§ TASK DETAILS:
Put the lines starting at the one containing "of the tree" and ending at the one containing "Target: tree bark" into a JSON list of strings, one string per line, with blank lines left out.

§ Labeled area outline entries:
* Begin *

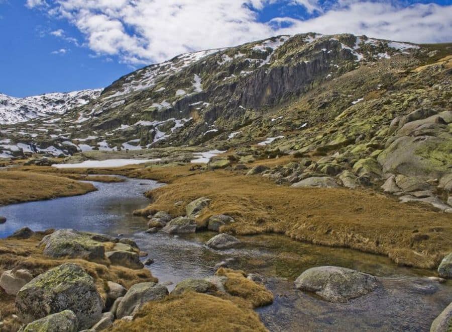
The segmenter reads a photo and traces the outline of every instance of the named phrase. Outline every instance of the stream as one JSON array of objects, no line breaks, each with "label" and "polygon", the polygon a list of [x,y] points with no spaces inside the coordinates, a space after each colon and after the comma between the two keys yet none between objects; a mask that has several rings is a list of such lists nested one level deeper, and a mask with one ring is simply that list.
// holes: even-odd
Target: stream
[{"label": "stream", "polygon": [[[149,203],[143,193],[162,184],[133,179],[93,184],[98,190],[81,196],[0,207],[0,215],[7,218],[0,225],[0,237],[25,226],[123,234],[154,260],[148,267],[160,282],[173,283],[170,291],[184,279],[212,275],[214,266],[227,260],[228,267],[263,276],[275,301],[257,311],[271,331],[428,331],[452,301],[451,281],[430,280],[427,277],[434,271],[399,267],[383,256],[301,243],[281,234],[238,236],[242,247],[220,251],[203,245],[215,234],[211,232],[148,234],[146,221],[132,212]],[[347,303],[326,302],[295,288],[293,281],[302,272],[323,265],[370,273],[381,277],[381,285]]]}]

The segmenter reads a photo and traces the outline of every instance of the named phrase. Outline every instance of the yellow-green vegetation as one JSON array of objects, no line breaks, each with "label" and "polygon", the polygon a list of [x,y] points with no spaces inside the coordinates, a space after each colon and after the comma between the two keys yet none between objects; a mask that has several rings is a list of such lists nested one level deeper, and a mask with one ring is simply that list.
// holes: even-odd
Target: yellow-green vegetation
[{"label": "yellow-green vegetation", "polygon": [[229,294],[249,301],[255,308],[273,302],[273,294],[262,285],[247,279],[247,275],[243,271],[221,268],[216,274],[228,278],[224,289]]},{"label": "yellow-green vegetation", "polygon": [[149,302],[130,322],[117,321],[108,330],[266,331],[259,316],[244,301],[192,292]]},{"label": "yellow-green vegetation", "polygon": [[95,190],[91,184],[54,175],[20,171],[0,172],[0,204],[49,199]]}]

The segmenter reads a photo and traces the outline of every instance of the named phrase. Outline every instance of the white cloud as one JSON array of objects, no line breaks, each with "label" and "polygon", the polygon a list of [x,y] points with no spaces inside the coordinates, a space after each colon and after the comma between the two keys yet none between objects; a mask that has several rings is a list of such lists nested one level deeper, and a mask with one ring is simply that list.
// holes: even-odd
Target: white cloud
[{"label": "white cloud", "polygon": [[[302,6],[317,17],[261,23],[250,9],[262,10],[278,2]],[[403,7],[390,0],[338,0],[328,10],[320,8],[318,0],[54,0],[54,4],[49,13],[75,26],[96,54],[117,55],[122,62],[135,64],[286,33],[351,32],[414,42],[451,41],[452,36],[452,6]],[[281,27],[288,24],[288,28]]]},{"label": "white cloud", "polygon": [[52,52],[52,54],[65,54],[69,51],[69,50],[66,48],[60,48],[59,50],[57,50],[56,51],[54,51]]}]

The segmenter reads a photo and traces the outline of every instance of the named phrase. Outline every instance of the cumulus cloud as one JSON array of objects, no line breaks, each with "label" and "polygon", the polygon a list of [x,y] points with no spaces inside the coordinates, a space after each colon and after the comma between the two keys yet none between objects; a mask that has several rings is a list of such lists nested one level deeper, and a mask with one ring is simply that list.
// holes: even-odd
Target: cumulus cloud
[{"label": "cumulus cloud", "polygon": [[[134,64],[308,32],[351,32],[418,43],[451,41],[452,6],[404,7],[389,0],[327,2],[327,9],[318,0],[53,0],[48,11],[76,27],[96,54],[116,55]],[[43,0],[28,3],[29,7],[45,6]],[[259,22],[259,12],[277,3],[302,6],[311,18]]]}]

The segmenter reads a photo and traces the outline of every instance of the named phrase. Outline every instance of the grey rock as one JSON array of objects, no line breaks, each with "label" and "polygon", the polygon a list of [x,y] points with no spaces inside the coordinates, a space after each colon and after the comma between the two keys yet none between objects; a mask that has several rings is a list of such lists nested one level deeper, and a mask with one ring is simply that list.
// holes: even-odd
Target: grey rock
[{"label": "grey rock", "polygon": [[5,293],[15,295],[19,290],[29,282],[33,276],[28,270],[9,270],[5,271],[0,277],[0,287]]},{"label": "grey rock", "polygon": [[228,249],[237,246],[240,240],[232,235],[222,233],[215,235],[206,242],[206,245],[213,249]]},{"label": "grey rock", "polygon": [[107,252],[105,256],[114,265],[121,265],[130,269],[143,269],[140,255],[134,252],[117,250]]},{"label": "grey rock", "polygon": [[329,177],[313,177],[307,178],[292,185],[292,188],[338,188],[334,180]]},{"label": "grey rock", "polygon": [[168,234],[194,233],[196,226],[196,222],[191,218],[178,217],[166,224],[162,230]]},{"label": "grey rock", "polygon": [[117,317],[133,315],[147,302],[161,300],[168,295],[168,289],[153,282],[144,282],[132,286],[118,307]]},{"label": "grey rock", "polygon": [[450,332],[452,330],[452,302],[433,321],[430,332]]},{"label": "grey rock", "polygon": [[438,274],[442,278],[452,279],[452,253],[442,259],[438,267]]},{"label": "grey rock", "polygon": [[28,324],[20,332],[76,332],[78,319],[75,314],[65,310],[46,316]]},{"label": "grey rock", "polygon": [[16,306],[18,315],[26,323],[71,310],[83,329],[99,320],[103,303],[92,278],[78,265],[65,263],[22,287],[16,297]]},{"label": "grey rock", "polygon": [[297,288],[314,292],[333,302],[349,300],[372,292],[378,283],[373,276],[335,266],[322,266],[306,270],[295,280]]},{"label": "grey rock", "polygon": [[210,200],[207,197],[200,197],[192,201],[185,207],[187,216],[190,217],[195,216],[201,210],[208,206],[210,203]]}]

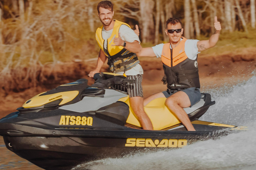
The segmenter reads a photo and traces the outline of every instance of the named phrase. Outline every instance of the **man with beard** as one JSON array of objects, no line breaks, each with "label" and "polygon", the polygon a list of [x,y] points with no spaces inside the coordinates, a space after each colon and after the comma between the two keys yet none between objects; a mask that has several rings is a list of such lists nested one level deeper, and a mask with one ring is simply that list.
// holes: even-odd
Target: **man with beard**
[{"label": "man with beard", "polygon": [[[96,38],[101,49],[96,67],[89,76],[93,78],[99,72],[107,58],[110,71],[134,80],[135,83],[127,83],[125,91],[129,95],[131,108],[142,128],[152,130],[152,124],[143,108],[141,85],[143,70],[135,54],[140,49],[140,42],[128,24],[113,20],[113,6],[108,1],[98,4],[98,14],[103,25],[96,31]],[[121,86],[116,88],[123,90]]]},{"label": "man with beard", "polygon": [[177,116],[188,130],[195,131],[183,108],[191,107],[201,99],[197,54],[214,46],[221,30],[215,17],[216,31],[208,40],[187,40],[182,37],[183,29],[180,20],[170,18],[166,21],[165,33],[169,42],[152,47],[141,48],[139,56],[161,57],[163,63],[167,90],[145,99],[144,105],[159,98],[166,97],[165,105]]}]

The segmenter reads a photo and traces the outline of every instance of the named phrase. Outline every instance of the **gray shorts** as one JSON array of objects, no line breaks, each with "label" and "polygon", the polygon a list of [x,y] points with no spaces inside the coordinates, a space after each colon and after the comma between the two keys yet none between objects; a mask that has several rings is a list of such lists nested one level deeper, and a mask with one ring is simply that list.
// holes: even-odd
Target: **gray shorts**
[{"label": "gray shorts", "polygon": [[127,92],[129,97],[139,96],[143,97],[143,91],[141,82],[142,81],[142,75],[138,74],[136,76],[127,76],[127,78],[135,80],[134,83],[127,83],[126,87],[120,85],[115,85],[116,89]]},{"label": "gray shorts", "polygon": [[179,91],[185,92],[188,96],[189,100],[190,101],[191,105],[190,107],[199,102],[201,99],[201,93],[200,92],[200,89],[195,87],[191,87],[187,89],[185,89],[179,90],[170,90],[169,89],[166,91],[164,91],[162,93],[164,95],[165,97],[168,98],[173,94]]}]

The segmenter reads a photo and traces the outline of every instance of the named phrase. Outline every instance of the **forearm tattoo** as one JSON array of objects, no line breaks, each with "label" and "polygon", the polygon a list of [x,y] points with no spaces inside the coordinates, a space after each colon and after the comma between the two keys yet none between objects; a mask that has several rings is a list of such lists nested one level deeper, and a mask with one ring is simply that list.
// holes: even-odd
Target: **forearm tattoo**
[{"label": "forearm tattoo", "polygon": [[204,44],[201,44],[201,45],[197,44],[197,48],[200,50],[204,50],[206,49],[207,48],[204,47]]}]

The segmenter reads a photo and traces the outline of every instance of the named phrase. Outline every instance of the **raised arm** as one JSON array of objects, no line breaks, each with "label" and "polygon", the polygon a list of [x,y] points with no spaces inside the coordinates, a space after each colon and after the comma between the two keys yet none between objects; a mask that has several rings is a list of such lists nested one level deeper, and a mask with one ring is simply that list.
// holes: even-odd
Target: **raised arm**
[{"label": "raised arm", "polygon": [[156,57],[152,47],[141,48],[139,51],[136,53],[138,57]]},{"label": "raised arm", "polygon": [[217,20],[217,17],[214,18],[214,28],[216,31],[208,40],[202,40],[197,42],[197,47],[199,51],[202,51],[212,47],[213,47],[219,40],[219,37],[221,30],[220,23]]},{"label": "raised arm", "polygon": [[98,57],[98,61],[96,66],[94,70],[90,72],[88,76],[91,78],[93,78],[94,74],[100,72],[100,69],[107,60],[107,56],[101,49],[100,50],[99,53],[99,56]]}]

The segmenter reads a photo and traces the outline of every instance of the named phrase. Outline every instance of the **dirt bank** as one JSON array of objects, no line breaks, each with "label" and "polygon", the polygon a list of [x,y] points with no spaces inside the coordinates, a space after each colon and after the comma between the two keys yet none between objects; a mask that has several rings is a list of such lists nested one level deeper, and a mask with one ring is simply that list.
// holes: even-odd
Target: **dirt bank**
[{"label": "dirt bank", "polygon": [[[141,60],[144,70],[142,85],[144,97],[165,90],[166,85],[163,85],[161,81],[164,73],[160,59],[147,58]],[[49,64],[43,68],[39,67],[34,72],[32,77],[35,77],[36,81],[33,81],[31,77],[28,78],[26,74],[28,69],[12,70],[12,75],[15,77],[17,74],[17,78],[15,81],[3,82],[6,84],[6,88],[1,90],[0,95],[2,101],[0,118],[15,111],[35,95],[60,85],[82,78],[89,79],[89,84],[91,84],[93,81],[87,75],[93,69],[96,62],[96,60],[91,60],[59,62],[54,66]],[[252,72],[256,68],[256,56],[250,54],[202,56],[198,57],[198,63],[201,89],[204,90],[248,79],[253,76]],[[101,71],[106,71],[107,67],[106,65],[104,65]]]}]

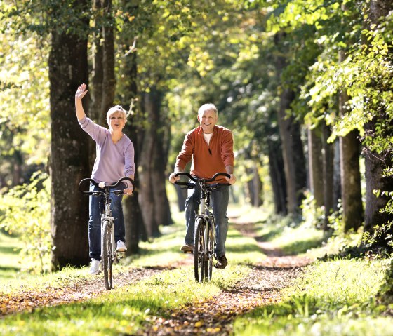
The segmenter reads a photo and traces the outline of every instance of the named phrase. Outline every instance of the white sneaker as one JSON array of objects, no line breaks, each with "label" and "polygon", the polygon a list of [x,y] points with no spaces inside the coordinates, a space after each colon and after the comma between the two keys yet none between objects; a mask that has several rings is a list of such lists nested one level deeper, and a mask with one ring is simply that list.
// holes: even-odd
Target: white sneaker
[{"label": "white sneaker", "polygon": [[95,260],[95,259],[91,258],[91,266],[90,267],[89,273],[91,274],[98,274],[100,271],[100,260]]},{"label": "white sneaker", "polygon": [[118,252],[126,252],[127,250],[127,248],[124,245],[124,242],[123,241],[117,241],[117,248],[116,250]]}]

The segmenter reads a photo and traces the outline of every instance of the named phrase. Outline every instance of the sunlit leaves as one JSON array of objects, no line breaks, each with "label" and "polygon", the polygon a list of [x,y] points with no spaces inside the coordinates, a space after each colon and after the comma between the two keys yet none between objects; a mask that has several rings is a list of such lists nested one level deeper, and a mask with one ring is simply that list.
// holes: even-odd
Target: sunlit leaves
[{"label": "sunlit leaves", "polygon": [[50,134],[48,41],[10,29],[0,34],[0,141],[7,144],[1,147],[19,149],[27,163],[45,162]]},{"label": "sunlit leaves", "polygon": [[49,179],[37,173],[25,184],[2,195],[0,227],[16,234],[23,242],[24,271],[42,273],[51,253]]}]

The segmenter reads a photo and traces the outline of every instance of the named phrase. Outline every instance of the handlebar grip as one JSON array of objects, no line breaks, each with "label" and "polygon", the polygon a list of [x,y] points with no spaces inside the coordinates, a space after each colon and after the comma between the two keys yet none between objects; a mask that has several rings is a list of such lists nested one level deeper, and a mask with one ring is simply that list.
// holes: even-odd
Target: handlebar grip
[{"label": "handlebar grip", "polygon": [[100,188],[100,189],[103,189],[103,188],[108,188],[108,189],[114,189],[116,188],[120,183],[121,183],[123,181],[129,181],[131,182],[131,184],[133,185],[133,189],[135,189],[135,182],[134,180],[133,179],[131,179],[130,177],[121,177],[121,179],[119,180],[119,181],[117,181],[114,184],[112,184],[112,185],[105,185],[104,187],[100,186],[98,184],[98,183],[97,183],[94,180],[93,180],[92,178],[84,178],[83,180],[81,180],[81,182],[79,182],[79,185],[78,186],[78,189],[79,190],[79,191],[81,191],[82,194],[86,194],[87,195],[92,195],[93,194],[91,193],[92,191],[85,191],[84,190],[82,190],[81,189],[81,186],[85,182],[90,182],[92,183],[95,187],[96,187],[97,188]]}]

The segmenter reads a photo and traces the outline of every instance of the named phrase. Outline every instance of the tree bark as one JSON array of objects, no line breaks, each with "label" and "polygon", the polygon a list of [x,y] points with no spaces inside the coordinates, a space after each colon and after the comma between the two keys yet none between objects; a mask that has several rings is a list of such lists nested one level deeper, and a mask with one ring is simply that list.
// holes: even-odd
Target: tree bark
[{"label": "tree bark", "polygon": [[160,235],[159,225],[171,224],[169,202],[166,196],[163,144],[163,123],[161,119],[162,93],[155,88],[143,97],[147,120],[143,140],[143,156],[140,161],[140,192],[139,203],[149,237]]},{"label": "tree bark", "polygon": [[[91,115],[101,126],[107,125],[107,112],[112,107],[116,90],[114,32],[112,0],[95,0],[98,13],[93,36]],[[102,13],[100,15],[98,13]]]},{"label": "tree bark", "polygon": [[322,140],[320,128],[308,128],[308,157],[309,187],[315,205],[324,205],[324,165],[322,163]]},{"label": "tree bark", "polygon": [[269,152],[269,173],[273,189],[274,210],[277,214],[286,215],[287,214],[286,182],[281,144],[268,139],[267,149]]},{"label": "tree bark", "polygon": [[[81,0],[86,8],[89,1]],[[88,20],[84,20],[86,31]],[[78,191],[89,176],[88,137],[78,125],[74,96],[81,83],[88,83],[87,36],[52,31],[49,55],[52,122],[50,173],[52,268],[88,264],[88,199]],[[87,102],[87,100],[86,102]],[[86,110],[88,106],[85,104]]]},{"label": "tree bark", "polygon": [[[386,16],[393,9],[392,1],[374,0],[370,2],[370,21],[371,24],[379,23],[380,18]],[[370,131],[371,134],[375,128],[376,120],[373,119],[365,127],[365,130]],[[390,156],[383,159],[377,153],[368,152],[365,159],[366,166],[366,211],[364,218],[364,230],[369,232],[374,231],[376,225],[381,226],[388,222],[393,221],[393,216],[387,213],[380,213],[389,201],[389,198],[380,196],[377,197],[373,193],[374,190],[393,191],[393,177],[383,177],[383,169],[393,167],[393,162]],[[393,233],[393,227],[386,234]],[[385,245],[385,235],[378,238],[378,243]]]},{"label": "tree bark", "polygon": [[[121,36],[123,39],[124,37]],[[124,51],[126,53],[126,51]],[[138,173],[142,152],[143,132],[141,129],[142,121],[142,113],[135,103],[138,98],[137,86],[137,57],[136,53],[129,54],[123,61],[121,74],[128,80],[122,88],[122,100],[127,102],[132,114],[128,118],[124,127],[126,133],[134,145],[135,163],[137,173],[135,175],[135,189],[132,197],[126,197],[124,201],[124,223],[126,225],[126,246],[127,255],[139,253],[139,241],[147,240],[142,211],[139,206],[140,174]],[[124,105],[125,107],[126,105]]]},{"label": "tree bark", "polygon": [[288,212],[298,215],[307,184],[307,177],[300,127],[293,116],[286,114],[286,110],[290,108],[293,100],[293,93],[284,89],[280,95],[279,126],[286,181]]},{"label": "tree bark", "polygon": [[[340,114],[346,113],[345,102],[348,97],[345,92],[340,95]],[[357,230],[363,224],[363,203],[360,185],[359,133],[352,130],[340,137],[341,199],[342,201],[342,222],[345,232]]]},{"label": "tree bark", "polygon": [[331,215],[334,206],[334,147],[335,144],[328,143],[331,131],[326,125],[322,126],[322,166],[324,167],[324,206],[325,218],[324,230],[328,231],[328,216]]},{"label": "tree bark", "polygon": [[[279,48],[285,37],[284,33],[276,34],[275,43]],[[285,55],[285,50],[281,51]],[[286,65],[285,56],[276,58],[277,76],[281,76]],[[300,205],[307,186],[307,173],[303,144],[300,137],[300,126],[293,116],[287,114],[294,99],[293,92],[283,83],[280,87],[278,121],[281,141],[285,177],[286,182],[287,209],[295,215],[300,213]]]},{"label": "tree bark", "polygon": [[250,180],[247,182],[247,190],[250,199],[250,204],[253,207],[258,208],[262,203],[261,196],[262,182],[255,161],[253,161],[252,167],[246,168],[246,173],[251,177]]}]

* End *

§ EXERCISE OUTPUT:
[
  "The segmenter reads a photo and traces the outline of every instance of the named phrase. Outline every instance of the tree bark as one JSON array of objects, no line breaks, each with \"label\" and \"polygon\", the polygon a list of [x,y] points with no spaces inside the coordinates, a space after each colon and after the comma between the two keys yet none between objects; a mask that has several rings is a list of such lists nested one level deeper, and a mask with one ring is simply that list.",
  "// holes: even-odd",
  "Target: tree bark"
]